## BEGIN Recorded data

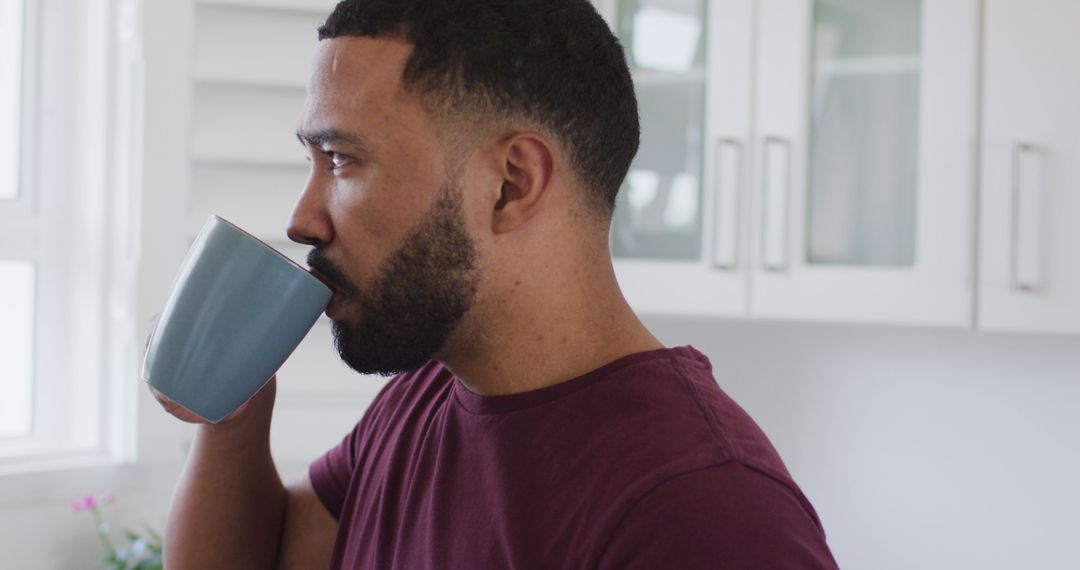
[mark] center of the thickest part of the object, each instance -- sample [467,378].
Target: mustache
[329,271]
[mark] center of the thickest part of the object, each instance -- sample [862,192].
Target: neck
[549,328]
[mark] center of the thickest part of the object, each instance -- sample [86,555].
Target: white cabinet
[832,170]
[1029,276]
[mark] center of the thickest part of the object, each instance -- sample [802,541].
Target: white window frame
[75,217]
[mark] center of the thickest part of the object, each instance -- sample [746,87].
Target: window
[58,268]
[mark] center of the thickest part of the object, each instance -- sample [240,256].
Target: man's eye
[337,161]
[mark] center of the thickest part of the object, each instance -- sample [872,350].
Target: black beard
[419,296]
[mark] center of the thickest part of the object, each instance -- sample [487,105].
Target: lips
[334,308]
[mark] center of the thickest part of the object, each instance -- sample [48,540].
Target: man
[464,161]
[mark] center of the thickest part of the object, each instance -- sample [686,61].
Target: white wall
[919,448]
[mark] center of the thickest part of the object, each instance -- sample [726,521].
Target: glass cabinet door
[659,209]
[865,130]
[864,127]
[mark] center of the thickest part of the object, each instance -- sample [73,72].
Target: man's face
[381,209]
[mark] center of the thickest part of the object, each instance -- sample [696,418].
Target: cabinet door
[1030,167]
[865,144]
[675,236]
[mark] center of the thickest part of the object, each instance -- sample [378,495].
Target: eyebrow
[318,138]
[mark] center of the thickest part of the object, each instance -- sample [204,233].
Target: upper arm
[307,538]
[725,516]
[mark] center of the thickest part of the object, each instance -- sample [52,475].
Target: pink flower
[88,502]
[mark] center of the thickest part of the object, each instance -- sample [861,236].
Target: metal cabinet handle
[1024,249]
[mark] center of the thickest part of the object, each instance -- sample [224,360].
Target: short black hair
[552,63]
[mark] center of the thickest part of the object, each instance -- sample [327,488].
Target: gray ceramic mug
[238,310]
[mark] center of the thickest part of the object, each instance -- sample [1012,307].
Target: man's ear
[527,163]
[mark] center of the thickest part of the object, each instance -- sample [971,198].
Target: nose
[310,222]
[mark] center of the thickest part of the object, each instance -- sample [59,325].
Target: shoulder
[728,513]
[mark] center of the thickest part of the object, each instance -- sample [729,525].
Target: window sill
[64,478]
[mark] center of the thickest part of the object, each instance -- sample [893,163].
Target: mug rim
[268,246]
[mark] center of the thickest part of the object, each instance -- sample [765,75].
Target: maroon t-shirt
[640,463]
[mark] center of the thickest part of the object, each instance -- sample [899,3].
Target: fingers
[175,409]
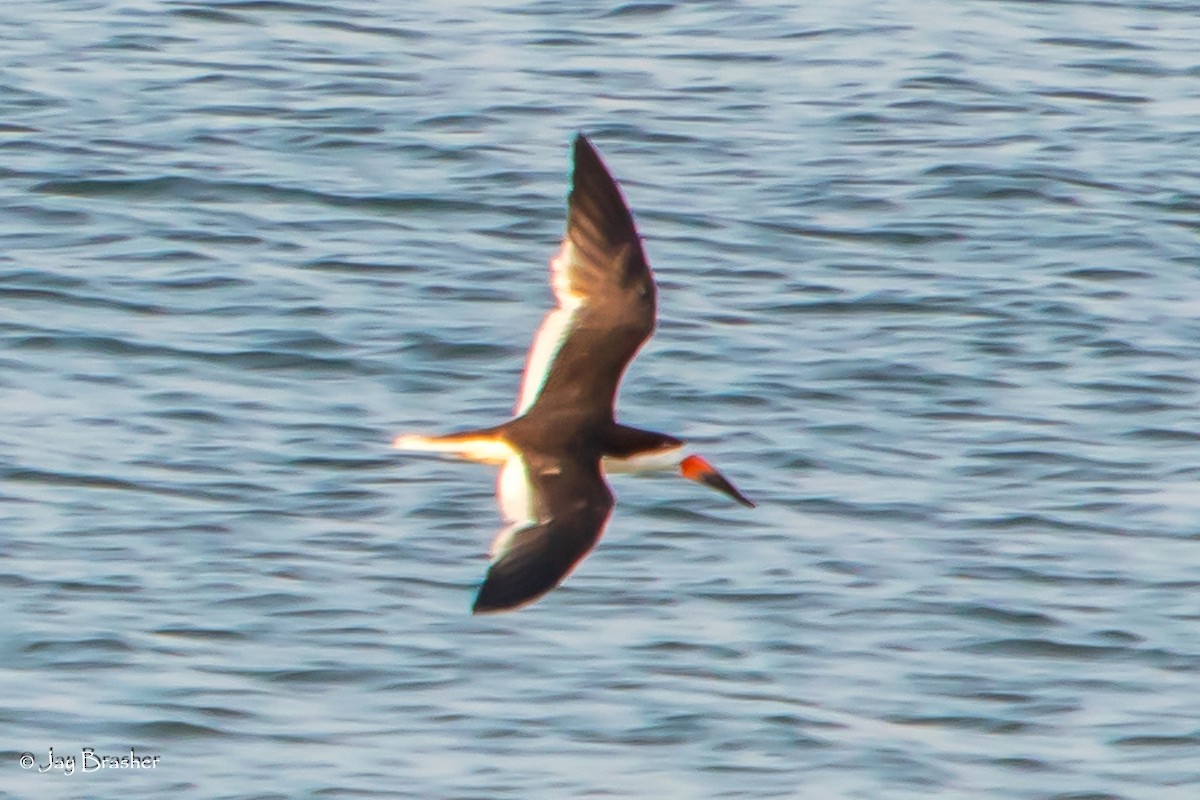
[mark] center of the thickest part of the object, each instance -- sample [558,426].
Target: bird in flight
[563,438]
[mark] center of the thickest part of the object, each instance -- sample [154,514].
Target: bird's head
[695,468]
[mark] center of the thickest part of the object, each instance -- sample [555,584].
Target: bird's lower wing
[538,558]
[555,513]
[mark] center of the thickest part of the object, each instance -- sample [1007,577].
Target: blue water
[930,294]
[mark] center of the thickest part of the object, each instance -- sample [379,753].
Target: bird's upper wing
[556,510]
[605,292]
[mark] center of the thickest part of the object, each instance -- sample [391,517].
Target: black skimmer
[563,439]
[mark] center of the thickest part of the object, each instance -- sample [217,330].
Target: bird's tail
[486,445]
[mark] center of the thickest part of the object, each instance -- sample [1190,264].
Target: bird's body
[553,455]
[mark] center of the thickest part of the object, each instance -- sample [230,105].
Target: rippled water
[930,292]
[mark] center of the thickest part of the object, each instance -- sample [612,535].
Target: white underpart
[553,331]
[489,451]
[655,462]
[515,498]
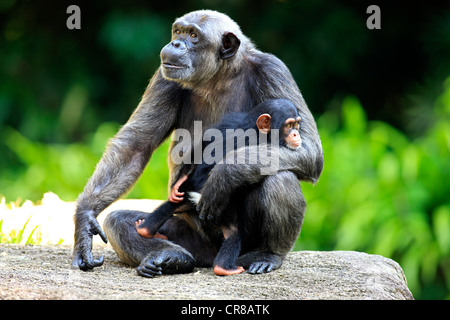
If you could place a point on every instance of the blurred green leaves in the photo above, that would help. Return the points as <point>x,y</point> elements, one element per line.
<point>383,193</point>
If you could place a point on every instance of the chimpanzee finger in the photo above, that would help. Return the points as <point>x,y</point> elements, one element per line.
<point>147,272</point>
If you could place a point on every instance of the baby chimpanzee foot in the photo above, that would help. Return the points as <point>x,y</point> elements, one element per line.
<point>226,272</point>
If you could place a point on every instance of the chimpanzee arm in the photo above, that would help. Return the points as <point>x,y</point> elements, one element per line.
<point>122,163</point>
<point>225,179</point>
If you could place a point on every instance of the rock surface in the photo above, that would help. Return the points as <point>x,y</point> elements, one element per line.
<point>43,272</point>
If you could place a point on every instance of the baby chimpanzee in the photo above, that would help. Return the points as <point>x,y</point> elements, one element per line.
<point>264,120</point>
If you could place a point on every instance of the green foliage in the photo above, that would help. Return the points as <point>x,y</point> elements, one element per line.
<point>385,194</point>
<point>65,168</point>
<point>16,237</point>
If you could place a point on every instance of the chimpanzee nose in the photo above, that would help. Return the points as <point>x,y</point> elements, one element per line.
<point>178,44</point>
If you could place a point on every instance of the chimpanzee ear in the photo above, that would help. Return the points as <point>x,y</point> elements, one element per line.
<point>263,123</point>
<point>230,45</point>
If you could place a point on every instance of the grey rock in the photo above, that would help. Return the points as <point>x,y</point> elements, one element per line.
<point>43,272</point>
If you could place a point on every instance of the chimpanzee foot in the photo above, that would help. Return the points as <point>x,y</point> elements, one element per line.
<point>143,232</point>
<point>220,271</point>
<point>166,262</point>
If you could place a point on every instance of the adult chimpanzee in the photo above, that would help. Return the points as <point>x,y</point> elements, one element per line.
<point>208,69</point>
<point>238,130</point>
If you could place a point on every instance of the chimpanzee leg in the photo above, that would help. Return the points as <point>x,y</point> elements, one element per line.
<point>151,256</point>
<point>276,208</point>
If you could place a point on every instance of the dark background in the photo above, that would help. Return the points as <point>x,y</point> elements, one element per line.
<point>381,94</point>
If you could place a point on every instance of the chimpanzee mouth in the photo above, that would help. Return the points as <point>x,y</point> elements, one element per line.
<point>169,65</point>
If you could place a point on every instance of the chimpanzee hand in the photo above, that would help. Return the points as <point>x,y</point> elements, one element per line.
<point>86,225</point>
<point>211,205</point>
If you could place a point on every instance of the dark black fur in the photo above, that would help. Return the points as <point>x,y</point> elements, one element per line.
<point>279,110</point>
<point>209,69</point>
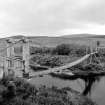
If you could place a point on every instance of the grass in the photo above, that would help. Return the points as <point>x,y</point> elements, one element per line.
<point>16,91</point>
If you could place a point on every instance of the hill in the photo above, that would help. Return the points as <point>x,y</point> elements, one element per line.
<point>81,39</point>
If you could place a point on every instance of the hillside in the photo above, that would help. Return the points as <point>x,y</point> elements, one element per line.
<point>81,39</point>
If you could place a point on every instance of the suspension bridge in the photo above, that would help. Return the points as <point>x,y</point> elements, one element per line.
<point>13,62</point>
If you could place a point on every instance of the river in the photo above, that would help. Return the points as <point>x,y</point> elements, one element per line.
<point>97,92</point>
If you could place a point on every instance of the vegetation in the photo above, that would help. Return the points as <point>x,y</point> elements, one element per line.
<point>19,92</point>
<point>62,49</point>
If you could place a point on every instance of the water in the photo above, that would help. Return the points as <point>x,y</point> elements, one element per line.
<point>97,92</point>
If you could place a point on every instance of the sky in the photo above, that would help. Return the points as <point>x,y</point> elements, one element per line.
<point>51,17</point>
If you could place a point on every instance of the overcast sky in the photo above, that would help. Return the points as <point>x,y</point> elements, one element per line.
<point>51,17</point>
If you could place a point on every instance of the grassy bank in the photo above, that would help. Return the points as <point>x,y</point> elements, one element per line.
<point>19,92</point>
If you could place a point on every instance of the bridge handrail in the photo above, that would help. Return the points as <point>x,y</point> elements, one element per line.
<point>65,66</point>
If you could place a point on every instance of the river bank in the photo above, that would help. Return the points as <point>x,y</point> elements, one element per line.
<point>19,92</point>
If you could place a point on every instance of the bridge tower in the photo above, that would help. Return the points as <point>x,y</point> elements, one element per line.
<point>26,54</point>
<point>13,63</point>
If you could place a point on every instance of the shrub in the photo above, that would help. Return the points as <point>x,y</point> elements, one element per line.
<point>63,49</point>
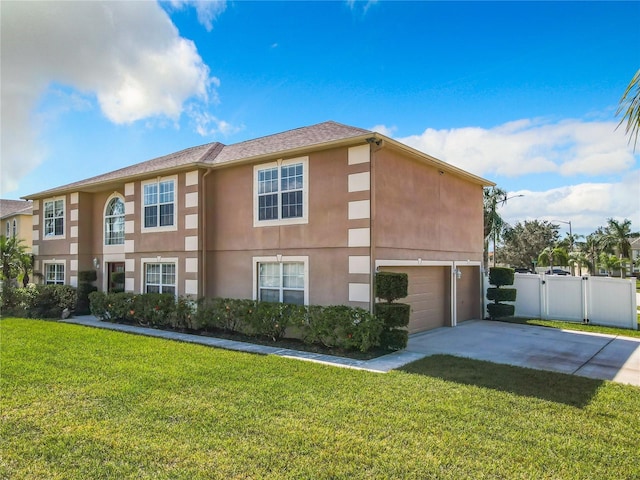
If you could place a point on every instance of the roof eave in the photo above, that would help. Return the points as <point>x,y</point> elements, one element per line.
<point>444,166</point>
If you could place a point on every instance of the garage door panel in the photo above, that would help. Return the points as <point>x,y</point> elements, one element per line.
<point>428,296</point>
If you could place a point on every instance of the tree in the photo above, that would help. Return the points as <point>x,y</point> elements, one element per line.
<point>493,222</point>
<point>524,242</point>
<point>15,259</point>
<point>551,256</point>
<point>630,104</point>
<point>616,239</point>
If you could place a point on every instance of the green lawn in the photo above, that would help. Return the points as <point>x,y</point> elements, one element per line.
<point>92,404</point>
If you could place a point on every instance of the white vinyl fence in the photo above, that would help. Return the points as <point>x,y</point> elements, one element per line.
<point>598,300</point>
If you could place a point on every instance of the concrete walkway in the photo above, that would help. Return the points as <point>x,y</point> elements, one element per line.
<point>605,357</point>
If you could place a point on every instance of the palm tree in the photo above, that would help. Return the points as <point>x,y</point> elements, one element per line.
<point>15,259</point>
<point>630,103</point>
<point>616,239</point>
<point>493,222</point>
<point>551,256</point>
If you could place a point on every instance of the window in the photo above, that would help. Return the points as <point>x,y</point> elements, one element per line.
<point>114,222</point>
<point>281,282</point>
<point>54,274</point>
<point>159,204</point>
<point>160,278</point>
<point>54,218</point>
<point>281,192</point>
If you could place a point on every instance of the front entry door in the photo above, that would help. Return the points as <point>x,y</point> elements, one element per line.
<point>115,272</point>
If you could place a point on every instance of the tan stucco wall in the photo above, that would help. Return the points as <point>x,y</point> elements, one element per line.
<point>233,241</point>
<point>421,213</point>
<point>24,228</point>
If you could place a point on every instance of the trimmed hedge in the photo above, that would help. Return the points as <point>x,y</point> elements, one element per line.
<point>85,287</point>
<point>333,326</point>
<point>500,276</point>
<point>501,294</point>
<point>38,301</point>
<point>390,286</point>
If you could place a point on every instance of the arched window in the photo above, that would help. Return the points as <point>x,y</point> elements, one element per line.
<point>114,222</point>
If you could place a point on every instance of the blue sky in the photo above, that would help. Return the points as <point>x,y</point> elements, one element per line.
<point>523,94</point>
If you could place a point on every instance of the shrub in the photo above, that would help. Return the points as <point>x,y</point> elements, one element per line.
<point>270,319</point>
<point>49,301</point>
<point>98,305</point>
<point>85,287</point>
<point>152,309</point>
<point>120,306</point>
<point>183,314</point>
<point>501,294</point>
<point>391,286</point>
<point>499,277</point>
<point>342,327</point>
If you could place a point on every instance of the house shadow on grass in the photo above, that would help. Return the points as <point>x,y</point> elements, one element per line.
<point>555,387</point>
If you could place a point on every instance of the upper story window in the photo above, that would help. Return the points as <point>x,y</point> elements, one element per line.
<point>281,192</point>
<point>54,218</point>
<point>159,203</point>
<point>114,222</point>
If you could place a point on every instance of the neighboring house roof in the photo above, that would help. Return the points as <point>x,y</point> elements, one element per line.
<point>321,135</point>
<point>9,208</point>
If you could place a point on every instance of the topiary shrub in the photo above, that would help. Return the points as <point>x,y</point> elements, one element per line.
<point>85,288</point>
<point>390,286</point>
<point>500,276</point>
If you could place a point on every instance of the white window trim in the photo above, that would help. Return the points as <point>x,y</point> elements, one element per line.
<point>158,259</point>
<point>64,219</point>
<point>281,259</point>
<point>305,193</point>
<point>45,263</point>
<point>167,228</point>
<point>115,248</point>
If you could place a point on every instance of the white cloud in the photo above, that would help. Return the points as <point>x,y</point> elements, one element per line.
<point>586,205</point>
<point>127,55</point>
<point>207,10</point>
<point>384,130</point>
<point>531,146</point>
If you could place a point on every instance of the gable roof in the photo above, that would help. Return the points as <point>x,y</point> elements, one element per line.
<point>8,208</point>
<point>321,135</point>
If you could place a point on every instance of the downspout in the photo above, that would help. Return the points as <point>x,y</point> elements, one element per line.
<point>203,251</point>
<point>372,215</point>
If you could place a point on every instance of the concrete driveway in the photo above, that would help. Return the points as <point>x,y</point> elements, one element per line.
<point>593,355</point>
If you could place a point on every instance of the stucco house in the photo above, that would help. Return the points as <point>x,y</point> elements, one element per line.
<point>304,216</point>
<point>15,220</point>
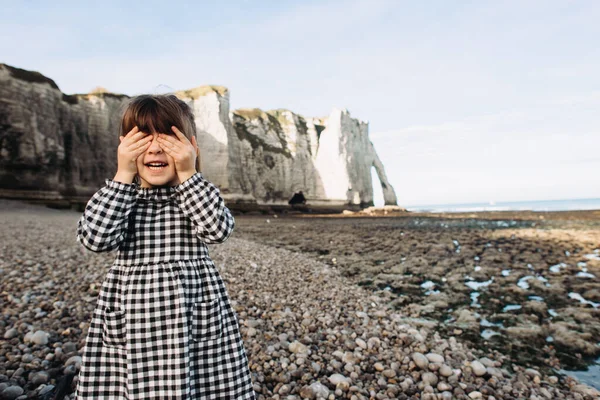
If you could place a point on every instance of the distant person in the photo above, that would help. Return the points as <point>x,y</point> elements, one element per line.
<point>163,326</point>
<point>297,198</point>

## END Recorded data

[What you have to do]:
Repeat the lines above word for word, starting with the line that contains "the chimpanzee ear" and going on through the line that contains "<point>166,262</point>", both included.

[Final answer]:
If you could place a point on every instance of the chimpanzee ear in the photo above, that would help. Return the points as <point>x,y</point> elements, one element per line.
<point>263,123</point>
<point>230,45</point>
If you could place a point on every instance of the grey rock in the photo above, that would help. Return the points as <point>x,y</point> elements, one element per line.
<point>43,272</point>
If you could place a point on every instance of the chimpanzee foot in the photo above, that would help. Return the points as <point>x,y</point> elements, one element per line.
<point>143,232</point>
<point>220,271</point>
<point>166,262</point>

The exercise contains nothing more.